[Problem statement]:
Word for word, set down the entries that follow.

[Input]:
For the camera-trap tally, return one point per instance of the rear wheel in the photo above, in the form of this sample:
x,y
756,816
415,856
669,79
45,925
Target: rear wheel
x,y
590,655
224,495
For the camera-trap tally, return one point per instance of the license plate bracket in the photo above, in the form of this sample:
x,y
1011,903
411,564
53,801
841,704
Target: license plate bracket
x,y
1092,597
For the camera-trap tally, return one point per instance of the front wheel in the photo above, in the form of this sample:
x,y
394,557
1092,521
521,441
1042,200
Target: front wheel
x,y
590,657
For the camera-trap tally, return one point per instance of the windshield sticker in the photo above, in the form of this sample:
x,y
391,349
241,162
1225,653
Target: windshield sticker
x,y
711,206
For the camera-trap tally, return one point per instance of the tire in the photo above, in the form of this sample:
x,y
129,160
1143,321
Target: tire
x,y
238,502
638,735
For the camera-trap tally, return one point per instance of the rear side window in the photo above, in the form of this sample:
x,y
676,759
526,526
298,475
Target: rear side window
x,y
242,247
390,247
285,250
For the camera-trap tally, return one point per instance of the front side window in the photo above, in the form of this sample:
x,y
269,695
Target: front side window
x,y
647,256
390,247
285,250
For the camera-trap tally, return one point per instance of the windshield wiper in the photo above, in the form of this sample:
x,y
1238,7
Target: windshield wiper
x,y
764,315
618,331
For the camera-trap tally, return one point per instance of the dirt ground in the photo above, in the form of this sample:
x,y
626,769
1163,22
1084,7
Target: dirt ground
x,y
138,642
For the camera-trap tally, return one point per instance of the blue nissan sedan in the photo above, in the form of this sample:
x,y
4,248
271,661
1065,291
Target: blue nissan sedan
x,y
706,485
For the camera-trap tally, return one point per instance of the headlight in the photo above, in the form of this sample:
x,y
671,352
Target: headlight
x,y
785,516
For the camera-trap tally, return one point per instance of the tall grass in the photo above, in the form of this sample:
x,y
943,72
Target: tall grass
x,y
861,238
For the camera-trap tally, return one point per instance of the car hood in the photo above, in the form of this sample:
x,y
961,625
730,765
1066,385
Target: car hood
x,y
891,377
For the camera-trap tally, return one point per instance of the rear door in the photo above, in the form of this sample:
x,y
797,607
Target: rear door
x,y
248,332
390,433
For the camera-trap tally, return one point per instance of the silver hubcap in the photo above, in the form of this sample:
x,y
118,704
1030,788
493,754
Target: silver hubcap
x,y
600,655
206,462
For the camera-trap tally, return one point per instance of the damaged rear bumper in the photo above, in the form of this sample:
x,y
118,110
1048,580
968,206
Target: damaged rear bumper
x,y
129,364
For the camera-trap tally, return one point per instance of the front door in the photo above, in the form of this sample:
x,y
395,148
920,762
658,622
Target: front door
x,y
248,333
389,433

[Task output]:
For the camera-trap tally, return one point per instance of the rear wheel in the photo above, in the form of this sample:
x,y
756,816
415,856
669,79
45,925
Target: rear wheel
x,y
590,655
224,495
For the camera-trap tally, return one point per instance of the license plate bracket in the photo above, in the form of this sample:
x,y
1011,903
411,564
53,801
841,704
Target: license plate bracket
x,y
1092,597
For the camera-trap tally, return one point per instance of the front wheel in the photo above, in the form of this sample:
x,y
394,557
1092,521
521,441
1042,200
Target: front wheel
x,y
590,657
For the camera-trap tally, return one point per instance of the windshield sticker in the photo above, in the form of this sample:
x,y
391,349
241,162
1225,653
Target: windshield sticker
x,y
711,206
For the camera-trap tally, return one point per instance of the tire in the photo above, in the form of this sample:
x,y
129,160
1143,321
Target: tire
x,y
238,502
638,735
For the camera-trap tally, return one point per instance of the rear side window in the photo above, in the form of this sample:
x,y
676,759
526,526
298,475
Target: rear side window
x,y
242,247
390,247
285,250
For the camera-trap tally, return one point per instance of the front side window in the photo above, in the form of this sample:
x,y
269,695
Target: front side window
x,y
647,256
390,247
285,250
For the camera-trap tally, return one point per instance of the windshield wiper in the photo above, in the form of this sample:
x,y
1238,7
Target: windshield wiper
x,y
764,315
618,331
For the camera-trap tally, return one point per instance of the dirt ground in the photo above, in the form of this sample:
x,y
626,769
1163,22
1084,7
Target: dirt ground
x,y
138,642
For the camera-trap tally, return one point per instance of the blue nissan sedan in the photo above, in the form of this sample:
x,y
4,248
271,661
1065,291
Target: blue nissan sedan
x,y
706,485
For the camera-trap tally, return one point per instance of the headlight in the photo above, in the form of this sample:
x,y
671,352
Target: headlight
x,y
785,516
For the camera-trap tally, return one point per instance of the tall grass in the photo above, in the form of this sample:
x,y
943,72
Target: tall grass
x,y
861,238
For the camera-trap tally, return one point per instance of the car hood in the photo above, in the form of this sample:
x,y
961,625
730,765
1066,385
Target: car hood
x,y
891,377
For the camera-trap tally, return one point per instance of the rear door in the photo above, in the form of this sample:
x,y
797,607
Target: rear door
x,y
248,332
390,433
For the camera-trap tally, return one point per instance of the silver hubcap in the photo above, in the form of this sample:
x,y
118,704
1030,788
493,754
Target: silver hubcap
x,y
600,655
206,462
For the camera-trap tally, return one point per instance of the damaged rear bumper in the photo above, in the form of this sample:
x,y
118,110
1048,580
968,206
Target: damaged rear bumper
x,y
129,364
For the camera-trap tally, return one point per instance of the front door in the photo above, in the form of this sample:
x,y
395,148
920,762
658,622
Target: front door
x,y
248,333
389,433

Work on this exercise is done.